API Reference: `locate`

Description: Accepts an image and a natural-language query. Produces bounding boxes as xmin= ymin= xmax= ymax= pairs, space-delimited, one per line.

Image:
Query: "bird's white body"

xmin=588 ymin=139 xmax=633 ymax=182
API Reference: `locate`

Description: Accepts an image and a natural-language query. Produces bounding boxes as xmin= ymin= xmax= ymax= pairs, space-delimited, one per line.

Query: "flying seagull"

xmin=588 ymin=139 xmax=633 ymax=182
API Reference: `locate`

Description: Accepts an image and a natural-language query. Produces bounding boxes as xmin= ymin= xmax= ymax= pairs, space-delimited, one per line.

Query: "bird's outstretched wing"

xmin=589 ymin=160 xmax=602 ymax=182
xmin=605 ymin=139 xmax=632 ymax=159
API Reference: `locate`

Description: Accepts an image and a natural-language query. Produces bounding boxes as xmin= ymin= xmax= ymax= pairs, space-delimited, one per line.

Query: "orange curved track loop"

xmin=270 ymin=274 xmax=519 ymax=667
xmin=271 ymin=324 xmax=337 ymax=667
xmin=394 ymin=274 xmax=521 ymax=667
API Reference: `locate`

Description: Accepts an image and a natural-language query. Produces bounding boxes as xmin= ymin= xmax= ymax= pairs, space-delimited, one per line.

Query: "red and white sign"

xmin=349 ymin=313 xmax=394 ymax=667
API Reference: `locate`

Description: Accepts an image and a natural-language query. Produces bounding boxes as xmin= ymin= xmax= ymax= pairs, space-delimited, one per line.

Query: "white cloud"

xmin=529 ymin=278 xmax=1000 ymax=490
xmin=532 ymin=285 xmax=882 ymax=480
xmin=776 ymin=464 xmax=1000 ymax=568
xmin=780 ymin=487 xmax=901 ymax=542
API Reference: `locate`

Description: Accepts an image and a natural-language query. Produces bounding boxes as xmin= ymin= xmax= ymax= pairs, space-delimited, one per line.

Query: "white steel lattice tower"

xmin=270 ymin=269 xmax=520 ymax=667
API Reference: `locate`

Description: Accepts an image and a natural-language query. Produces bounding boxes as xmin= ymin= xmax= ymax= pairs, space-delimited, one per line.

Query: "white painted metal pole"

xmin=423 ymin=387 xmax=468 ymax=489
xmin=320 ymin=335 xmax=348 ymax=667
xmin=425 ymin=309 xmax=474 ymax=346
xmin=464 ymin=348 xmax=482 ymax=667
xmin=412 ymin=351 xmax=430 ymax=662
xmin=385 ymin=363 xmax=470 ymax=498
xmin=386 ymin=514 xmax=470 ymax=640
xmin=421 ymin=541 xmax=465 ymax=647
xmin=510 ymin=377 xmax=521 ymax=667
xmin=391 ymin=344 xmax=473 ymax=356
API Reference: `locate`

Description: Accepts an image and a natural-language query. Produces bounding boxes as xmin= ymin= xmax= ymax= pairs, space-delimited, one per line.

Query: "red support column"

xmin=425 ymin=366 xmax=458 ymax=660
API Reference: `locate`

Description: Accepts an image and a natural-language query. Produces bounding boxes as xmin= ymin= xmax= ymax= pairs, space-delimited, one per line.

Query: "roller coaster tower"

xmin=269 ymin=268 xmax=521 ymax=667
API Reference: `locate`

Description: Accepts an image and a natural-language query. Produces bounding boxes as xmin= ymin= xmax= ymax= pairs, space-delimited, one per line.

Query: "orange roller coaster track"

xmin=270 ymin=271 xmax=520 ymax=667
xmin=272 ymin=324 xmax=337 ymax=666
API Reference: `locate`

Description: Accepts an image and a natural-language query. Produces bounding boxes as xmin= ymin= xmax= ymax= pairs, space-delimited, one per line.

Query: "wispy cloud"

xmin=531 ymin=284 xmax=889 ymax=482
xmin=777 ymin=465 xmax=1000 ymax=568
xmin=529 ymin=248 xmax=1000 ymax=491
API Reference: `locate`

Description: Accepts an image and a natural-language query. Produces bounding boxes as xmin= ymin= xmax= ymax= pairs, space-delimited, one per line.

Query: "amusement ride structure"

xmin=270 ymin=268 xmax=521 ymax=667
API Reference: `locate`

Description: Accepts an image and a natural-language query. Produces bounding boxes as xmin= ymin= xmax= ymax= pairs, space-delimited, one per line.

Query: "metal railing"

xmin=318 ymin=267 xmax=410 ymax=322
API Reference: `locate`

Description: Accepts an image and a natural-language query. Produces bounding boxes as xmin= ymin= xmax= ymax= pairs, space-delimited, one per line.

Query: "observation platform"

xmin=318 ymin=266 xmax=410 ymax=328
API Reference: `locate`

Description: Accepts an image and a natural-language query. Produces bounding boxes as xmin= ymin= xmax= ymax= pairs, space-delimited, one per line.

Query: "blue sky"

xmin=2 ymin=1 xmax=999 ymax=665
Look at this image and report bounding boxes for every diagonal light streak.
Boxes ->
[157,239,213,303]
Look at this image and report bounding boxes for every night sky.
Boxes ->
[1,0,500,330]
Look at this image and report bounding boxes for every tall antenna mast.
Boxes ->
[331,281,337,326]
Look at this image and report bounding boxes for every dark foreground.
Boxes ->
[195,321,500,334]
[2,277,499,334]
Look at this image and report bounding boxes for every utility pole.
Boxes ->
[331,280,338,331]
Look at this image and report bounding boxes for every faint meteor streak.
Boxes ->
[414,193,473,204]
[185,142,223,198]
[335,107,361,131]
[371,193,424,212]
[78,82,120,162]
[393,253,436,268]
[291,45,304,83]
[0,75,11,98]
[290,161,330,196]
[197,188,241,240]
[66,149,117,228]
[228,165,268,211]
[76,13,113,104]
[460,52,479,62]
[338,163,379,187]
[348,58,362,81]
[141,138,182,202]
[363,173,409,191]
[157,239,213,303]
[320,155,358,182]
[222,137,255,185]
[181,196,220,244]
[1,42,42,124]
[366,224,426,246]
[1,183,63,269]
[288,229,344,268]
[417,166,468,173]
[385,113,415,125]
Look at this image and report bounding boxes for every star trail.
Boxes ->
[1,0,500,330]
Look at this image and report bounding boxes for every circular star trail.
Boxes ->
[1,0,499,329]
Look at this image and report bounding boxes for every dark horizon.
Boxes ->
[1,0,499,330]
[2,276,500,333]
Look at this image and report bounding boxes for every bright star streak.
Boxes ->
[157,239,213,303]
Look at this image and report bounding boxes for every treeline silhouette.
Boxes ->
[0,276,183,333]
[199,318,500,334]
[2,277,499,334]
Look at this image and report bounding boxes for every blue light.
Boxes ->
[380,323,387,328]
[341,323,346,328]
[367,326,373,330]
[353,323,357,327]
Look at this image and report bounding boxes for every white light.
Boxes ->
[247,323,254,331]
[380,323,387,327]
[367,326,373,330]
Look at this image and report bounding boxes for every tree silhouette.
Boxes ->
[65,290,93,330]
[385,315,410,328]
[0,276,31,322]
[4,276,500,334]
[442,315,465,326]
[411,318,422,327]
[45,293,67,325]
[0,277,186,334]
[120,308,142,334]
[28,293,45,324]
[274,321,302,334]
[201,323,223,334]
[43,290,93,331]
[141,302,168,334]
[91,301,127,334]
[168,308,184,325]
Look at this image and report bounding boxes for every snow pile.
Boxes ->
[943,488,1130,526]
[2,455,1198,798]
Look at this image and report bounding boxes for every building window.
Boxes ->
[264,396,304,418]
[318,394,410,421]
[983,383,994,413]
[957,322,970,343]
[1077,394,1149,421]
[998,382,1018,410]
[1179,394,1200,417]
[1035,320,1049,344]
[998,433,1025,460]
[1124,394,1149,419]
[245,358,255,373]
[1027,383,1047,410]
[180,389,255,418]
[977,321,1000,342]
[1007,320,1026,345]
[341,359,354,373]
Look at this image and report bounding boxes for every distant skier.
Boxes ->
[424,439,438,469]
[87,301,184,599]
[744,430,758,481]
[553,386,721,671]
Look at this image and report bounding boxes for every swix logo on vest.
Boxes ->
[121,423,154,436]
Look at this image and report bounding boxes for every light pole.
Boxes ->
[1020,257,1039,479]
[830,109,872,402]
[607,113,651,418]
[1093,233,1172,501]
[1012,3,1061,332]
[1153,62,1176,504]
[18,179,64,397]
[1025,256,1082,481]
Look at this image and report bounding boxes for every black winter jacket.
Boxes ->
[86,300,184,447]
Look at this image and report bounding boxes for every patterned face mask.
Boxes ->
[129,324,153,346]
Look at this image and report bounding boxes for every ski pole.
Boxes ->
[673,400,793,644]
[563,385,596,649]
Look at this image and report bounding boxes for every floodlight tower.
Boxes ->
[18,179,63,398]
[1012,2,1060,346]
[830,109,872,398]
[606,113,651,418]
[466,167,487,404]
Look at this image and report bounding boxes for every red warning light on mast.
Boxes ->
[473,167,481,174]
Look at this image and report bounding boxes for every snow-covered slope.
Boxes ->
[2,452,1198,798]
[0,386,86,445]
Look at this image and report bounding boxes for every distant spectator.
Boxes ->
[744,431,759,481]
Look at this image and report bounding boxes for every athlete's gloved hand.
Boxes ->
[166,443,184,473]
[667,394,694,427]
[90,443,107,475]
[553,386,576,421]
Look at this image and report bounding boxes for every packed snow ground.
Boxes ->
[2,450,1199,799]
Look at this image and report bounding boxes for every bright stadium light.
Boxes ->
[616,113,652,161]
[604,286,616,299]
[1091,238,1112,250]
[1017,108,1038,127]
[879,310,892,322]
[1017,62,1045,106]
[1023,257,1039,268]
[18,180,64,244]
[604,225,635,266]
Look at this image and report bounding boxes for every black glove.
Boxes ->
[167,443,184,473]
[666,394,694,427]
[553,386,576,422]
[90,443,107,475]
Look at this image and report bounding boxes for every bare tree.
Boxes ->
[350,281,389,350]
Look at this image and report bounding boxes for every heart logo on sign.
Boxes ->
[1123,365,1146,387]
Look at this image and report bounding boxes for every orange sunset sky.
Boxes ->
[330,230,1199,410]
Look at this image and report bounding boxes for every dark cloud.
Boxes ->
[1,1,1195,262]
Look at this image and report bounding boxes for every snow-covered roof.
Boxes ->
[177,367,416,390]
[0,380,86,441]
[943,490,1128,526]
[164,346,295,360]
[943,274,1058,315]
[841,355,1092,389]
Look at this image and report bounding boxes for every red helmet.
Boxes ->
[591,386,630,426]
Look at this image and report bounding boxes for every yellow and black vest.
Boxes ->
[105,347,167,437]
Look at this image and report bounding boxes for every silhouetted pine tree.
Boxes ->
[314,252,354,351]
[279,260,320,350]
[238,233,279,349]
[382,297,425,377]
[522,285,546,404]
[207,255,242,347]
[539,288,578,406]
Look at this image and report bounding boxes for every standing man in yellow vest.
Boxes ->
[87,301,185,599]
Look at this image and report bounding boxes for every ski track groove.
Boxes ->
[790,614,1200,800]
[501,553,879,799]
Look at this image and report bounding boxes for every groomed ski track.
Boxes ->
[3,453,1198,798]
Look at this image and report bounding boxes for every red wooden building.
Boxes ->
··········
TO DO: In the entries above, find every line with the word "logo" and list it.

ANSWER BELOW:
Look at this image and report bounding boxes for every swix logo on vest.
Look at this image and report bounding boxes for every heart logo on sign.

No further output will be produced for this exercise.